> **What you need to do**:
Set down exactly the lines that run from the line with "Exercise. Point to the yellow" to the end of the data, and nothing else.

> **Records supplied**:
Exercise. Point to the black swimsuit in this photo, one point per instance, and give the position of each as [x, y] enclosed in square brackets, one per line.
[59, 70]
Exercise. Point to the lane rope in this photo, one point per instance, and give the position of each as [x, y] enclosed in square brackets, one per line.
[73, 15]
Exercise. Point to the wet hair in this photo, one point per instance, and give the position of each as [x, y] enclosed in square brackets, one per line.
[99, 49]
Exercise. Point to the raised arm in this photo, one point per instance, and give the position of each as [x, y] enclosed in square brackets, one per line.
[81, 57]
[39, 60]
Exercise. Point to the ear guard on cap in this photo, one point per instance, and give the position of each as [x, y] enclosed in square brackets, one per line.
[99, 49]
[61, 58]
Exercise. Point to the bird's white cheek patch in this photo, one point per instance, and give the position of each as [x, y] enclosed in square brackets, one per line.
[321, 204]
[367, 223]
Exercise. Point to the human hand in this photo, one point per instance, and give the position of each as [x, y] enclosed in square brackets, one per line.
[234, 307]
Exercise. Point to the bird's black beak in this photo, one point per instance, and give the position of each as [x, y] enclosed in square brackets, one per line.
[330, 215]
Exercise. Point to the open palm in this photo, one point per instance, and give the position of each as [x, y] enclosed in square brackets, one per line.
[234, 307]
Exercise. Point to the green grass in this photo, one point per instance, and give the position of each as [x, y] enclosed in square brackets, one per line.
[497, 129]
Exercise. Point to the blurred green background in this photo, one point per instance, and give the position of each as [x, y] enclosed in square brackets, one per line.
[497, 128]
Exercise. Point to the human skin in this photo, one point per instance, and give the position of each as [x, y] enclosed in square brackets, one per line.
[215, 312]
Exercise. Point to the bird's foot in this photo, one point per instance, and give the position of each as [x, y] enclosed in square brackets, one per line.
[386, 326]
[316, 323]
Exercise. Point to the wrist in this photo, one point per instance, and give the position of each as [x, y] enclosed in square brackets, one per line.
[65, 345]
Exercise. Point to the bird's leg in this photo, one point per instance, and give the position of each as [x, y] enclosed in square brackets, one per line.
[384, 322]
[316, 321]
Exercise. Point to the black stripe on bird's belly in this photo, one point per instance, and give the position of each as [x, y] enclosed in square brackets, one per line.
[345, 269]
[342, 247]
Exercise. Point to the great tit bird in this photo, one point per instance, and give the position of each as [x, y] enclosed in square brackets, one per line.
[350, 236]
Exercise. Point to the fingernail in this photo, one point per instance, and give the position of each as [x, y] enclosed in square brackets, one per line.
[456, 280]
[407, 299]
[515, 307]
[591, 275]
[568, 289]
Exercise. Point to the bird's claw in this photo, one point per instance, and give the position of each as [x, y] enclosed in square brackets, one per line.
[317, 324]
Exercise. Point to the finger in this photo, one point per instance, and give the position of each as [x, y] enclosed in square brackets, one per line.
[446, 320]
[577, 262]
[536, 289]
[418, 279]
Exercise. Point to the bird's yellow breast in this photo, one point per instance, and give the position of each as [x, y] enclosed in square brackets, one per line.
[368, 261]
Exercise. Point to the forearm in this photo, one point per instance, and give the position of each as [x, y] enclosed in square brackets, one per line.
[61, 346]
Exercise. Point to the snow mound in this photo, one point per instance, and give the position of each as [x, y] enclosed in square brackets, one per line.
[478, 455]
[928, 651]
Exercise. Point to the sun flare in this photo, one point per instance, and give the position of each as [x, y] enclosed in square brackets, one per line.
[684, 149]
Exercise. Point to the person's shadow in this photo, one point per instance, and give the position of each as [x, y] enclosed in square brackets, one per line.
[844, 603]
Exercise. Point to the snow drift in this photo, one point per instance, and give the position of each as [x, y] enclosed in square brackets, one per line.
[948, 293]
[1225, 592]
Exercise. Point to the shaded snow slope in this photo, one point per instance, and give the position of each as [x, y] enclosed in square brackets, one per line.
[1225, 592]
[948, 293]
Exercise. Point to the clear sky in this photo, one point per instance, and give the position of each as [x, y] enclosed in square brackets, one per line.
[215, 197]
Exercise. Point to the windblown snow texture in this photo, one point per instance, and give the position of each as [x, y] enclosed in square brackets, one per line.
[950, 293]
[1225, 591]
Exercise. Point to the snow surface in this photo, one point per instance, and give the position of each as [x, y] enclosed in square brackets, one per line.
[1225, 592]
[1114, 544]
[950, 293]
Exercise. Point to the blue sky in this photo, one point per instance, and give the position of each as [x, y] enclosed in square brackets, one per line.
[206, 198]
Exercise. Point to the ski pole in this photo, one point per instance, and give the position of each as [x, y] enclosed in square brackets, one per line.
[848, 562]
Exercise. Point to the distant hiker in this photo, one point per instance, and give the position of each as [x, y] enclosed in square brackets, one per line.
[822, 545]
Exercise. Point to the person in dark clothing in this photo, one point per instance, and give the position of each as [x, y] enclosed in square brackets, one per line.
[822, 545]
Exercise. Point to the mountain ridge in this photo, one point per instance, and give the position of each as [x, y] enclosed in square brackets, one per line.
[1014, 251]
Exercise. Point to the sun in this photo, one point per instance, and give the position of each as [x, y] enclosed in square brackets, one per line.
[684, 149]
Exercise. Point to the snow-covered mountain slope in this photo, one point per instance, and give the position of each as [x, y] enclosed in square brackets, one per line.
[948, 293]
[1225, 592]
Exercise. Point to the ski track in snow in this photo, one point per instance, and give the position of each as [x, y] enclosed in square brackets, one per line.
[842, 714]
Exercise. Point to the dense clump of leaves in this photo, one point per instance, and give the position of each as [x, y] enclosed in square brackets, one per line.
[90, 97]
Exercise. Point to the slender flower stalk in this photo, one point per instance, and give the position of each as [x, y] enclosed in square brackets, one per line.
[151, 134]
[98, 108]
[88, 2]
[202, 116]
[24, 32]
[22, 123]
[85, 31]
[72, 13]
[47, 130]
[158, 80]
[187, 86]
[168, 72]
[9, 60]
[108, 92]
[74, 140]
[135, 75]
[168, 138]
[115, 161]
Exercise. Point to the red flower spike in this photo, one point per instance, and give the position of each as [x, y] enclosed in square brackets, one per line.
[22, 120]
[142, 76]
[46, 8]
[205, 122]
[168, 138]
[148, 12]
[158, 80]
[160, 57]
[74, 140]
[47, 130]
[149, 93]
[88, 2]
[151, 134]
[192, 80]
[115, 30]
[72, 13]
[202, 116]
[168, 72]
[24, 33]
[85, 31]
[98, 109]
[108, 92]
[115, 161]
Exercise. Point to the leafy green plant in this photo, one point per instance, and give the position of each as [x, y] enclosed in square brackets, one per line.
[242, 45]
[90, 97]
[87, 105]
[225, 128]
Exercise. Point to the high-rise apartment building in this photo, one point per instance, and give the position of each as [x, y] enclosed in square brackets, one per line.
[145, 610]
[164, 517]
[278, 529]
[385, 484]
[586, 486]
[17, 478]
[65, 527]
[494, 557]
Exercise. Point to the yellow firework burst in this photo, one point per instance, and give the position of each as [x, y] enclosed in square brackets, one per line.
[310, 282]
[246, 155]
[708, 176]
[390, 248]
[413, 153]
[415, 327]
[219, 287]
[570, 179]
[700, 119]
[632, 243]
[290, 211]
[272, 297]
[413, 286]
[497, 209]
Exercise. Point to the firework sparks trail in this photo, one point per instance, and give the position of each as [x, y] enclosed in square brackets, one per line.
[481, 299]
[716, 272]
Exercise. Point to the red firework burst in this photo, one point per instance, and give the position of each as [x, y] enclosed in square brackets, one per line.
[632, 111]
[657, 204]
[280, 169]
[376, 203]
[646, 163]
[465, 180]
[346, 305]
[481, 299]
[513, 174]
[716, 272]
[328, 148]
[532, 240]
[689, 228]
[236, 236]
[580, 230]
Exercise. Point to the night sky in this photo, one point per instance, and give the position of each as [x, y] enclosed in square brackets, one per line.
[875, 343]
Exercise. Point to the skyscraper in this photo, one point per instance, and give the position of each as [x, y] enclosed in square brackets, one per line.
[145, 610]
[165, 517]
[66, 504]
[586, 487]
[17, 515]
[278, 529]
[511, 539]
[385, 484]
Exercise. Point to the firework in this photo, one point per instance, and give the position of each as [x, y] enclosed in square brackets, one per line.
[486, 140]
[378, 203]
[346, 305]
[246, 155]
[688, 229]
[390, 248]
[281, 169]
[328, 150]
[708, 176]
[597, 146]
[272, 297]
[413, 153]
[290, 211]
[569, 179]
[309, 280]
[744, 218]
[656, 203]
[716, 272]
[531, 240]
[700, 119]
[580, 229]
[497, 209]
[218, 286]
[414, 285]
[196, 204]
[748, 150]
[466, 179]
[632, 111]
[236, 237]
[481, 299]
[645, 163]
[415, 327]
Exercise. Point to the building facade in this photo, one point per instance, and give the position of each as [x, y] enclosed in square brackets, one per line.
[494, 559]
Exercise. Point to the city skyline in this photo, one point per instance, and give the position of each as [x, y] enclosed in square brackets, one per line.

> **Task solution**:
Exercise. Point to the yellow firework burst in this photo, one point per instance, and give the position of each as [x, y] enclosed in square brackets, one per line.
[310, 282]
[246, 155]
[708, 176]
[390, 248]
[413, 153]
[415, 327]
[219, 287]
[570, 179]
[700, 119]
[632, 243]
[290, 211]
[272, 297]
[413, 286]
[497, 209]
Exercise. Point to the firework sparks trail in this photo, one point per instance, and give the position of each as [x, y] enclosed in square brackets, one per line.
[481, 299]
[716, 272]
Exercise. Point to the red firework burst in this photo, one point per instance, and give the position of each as [x, y] enclosed in square brackets, one per line.
[632, 111]
[657, 204]
[280, 169]
[376, 203]
[646, 163]
[465, 180]
[346, 305]
[481, 299]
[513, 174]
[716, 272]
[328, 148]
[532, 240]
[689, 228]
[236, 236]
[580, 230]
Exercise. Point to the night sky in this photo, one point per instance, and give the position of each as [x, y] enclosed in square brackets, one per line.
[875, 343]
Exercise. Point to the skyscraper in this photo, one point per instance, and give the position of each as [x, y] enclosed in square brackets, one per line.
[145, 610]
[165, 517]
[66, 504]
[586, 487]
[17, 515]
[278, 529]
[511, 539]
[385, 484]
Exercise. Point to the firework in this photo, one point per instance, and give the position of each as [x, y] enclosed in square brackets, one per line.
[486, 140]
[378, 203]
[346, 305]
[246, 155]
[688, 229]
[390, 248]
[281, 169]
[328, 150]
[708, 176]
[597, 146]
[272, 297]
[413, 153]
[290, 211]
[569, 179]
[309, 280]
[744, 218]
[656, 203]
[716, 272]
[531, 240]
[700, 119]
[580, 229]
[497, 209]
[218, 286]
[414, 285]
[196, 204]
[748, 150]
[466, 179]
[632, 111]
[236, 237]
[481, 299]
[645, 163]
[415, 327]
Exercise. Point to the building facade in this photo, one point per instance, and give the position of each as [x, y] enclosed in square brackets, one per line.
[494, 559]
Exercise. Point to the city skyline in this photo, one point per instance, and give the position of each as [x, y] enclosed in square brackets, one per line.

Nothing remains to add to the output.